What you will do: Continue the passage on flex character classes and pattern notes, starting right after its last sentence.

### Document extract

These expressions all designate a set of characters
equivalent to the corresponding standard C @samp{isXXX} function.  For
example, @samp{[:alnum:]} designates those characters for which
@samp{isalnum()} returns true - i.e., any alphabetic or numeric.
Some systems don't provide @samp{isblank()}, so flex defines
@samp{[:blank:]} as a blank or a tab.

For example, the following character classes are all
equivalent:

@example
[[:alnum:]]
[[:alpha:][:digit:]
[[:alpha:]0-9]
[a-zA-Z0-9]
@end example

If your scanner is case-insensitive (the @samp{-i} flag), then
@samp{[:upper:]} and @samp{[:lower:]} are equivalent to @samp{[:alpha:]}.

Some notes on patterns:

@itemize -
@item
A negated character class such as the example
"[^A-Z]" above @emph{will match a newline} unless "\n" (or an
equivalent escape sequence) is one of the
characters explicitly present in the negated character
class (e.g., "[^A-Z\n]").  This is unlike how many
other regular expression tools treat negated
character classes, but unfortunately the inconsistency
is historically entrenched.  Matching newlines
means that a pattern like [^"]* can match the
entire input unless there's another quote in the
input.

@item
A rule can have at most one instance of trailing
context (the '/' operator or the '$' operator).

######
### Data section

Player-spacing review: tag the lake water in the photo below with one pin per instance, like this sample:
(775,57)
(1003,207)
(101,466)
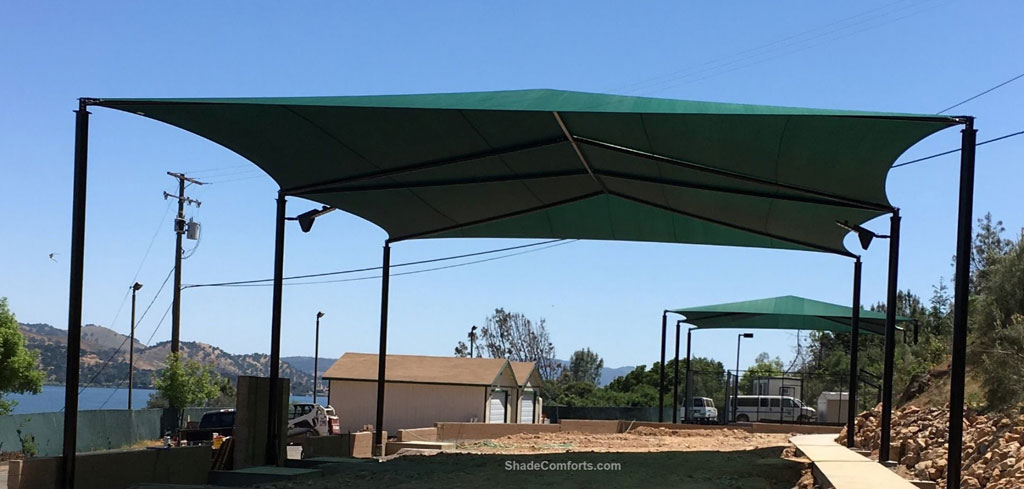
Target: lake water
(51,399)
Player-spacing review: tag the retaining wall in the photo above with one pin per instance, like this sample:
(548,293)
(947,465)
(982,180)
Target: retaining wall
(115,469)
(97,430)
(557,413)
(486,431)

######

Reply:
The start condition, '^', and "<<EOF>>" patterns
can only occur at the beginning of a pattern, and,
as well as with '/' and '$', cannot be grouped
inside parentheses.  A '^' which does not occur at
the beginning of a rule or a '$' which does not
occur at the end of a rule loses its special
properties and is treated as a normal character.

The following are illegal:

@example
foo/bar$
<sc1>foo<sc2>bar
@end example

Note that the first of these, can be written
"foo/bar\n".

The following will result in '$' or '^' being
treated as a normal character:

@example
foo|(bar$)
foo|^bar
@end example

If what's wanted is a "foo" or a
bar-followed-by-a-newline, the following could be used (the special
'|' action is explained below):

@example
foo      |
bar$     /* action goes here */
@end example

A similar trick will work for matching a foo or a
bar-at-the-beginning-of-a-line.
@end itemize

@node Matching, Actions, Patterns, Top
@section How the input is matched

When the generated scanner is run, it analyzes its input
looking for strings which match any of its patterns.  If
it finds more than one match, it takes the one matching
the most text (for trailing context rules, this includes
the length of the trailing part, even though it will then
be returned to the input).  If it finds two or more
matches of the same length, the rule listed first in the
@code{flex} input file is chosen.

Once the match is determined, the text corresponding to
the match (called the @var{token}) is made available in the
global character pointer @code{yytext}, and its length in the
global integer @code{yyleng}.  The @var{action} corresponding to the
matched pattern is then executed (a more detailed
description of actions follows), and then the remaining input is
scanned for another match.

If no match is found, then the @dfn{default rule} is executed:
the next character in the input is considered matched and
copied to the standard output.  Thus, the simplest legal
@code{flex} input is:

@example
%%
@end example

which generates a scanner that simply copies its input
(one character at a time) to its output.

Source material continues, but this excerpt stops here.